:: 本文 ::

メルマガ:片山通夫のnewsletter「609studio」
タイトル:609studio No.325◆本澤二郎の政治評論「北京の福田観」:  2008/01/29


─────────────────────────────────
【609 Studio 】メール・マガジン 2008/1/29  No.325
─────────────────────────────────
 時代を切るメールマガジン、サハリンの情報を伝えるメールマガジン。
 609studio が発行するメールマガジンとWebサイトをお楽しみに!         
─────────────────────────────────          
         サハリンの韓国語メディアはここ!!

           ラジオ放送とセコリョ新聞 

      http://www.609studio.com/sakhalinmedia.html

───────────◆◆◆INDEX◆◆◆───────────

◆右往左往:「世論闘争」:MK

◆本澤二郎の政治評論「北京の福田観」:本澤二郎

◆セコリョ新聞ダイジェスト版:2008年1月25日号

◆編集長から

─────────────────────────────────
◆右往左往「世論闘争」:MK
─────────────────────────────────
 世論闘争の様相を帯びてきた。いわゆるガソリン国会の行方である。
連日、テレビをにぎわしているのは、ガソリン税の暫定税率の延長か
それとも廃止かの問題。

 与野党ともに世論を味方につけるための方策に腐心しているようだ。
特に野党民主党は「揮発油(ガソリン)税の暫定税率廃止を含む道路
特定財源の一般財源化」に向けてヒートアップ。

 一方の与党は「地球温暖化の危機が迫る中、ガソリンの値下げは時
代錯誤」と攻撃。

 はたしていずれの論が是か、国民にとって悩ましい問題だ。

 地球温暖化は困る。けど安いガソリンも魅力。国会道路族と国交省
の役人の自由に道路を造り続けるのも問題だ。まして、地方公共団体
の税収が減るのも・・・。

 1円でも安いガソリンを求めて右往左往する庶民。結局、国民に吹
く風はつむじ風になりかねない。

 小さい政府、小さい国そして福祉と環境にやさしい政治を求めるに
は国民はある程度我慢を強いられる。

 ・・・となると、一般財源化がまず必要ではないか。その上で国民
の代表たる国会で予算を配分し・・・。
 夢にならないためにも、今国会の行方をじっかり見守る必要がある。
─────────────────────────────────
◆本澤二郎の政治評論「北京の福田観」:本澤二郎
─────────────────────────────────
 珍しく「中国経済」新聞編集長が「中国政府は福田長期政権を期待
しているのか」という課題を突きつけてきた。いわずもがなのテーマ
であるが、せっかくの要望なので筆者の認識を披瀝することにする。

:::
:: データ抜粋 ::

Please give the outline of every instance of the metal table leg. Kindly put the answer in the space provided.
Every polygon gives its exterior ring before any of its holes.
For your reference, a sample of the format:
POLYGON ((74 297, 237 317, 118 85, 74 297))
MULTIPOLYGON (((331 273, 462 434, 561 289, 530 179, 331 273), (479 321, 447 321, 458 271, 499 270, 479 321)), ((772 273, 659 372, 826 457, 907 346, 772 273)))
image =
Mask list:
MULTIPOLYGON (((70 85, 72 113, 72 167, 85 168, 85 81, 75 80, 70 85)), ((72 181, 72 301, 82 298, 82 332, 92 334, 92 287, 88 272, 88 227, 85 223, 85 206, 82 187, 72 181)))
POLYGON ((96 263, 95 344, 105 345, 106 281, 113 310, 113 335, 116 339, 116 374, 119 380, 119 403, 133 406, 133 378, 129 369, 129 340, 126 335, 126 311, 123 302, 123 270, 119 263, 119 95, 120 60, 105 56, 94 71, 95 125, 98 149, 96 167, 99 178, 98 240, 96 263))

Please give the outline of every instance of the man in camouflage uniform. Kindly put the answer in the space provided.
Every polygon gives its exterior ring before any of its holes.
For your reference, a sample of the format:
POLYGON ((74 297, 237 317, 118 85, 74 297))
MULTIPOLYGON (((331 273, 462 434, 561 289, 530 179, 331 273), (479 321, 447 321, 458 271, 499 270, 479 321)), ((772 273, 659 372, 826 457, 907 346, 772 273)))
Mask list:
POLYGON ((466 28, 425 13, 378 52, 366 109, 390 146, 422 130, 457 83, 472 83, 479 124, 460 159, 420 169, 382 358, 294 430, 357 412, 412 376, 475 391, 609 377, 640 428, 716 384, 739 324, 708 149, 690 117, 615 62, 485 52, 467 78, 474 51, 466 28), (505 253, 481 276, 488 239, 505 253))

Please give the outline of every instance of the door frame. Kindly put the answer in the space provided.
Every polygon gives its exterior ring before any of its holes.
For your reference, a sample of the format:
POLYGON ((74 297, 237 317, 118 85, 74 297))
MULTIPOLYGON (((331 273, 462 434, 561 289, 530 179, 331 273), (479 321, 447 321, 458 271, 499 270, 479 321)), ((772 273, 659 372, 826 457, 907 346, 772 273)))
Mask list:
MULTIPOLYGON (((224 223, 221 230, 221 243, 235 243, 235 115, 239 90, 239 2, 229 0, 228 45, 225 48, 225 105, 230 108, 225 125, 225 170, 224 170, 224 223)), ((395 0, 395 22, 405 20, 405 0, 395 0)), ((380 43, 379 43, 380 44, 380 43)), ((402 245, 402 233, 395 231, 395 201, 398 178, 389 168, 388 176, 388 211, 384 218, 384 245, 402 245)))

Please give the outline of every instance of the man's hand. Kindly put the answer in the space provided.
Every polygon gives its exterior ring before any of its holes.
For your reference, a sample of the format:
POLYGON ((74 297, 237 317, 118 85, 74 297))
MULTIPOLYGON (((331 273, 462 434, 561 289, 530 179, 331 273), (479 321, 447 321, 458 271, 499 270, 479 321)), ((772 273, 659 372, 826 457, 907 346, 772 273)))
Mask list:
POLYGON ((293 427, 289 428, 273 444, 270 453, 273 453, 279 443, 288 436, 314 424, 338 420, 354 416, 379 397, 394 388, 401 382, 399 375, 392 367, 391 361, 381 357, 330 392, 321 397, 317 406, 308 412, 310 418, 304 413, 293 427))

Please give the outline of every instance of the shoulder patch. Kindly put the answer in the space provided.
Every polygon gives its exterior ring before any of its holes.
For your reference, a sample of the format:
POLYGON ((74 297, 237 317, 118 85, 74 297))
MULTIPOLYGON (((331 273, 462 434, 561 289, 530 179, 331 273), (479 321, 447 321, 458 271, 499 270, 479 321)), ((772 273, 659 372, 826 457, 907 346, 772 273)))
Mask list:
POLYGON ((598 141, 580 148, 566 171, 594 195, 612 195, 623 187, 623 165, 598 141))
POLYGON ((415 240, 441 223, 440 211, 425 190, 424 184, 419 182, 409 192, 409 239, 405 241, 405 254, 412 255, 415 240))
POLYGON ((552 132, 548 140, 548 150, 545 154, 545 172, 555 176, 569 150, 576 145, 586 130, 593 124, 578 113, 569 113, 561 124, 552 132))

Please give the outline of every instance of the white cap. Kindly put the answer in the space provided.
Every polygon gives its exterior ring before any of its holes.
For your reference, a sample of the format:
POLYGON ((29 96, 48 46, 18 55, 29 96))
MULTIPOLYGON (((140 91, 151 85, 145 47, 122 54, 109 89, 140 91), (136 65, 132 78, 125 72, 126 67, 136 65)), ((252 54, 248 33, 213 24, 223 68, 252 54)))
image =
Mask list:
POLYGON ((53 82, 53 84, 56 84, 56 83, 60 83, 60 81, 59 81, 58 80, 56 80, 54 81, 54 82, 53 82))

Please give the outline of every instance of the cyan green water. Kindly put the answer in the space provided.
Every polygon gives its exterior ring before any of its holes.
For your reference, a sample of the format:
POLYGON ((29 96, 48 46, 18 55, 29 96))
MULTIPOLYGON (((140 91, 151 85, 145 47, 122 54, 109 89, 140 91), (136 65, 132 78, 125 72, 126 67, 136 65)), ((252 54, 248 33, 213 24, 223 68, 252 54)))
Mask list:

:::

## 練習問題
[A] 本文のうち、「夢にならないためにも、今国会の行方をじっかり見守る必要がある。」で始まり「であるが、せっかくの要望なので筆者の認識を披瀝することにする。」で終わる部分を、一字一句違えずに書き写してもらえますか?
[B] 本文を2文で要約するとどうなりますか?

## 解答一覧
[A]
夢にならないためにも、今国会の行方をじっかり見守る必要がある。
─────────────────────────────────
◆本澤二郎の政治評論「北京の福田観」:本澤二郎
─────────────────────────────────
 珍しく「中国経済」新聞編集長が「中国政府は福田長期政権を期待
しているのか」という課題を突きつけてきた。いわずもがなのテーマ
であるが、せっかくの要望なので筆者の認識を披瀝することにする。

[B] 609studioのメールマガジンNo.325(2008年1月29日)のコラム「右往左往」は、ガソリン税の暫定税率の延長か廃止かをめぐる国会の論争を取り上げて与野党の主張を紹介し、まず一般財源化が必要ではないかとしたうえで、今国会の行方を見守る必要があると述べている。続く本澤二郎の政治評論「北京の福田観」は、「中国経済」新聞編集長から「中国政府は福田長期政権を期待しているのか」という課題を突きつけられ、筆者の認識を披瀝するという書き出しで始まる。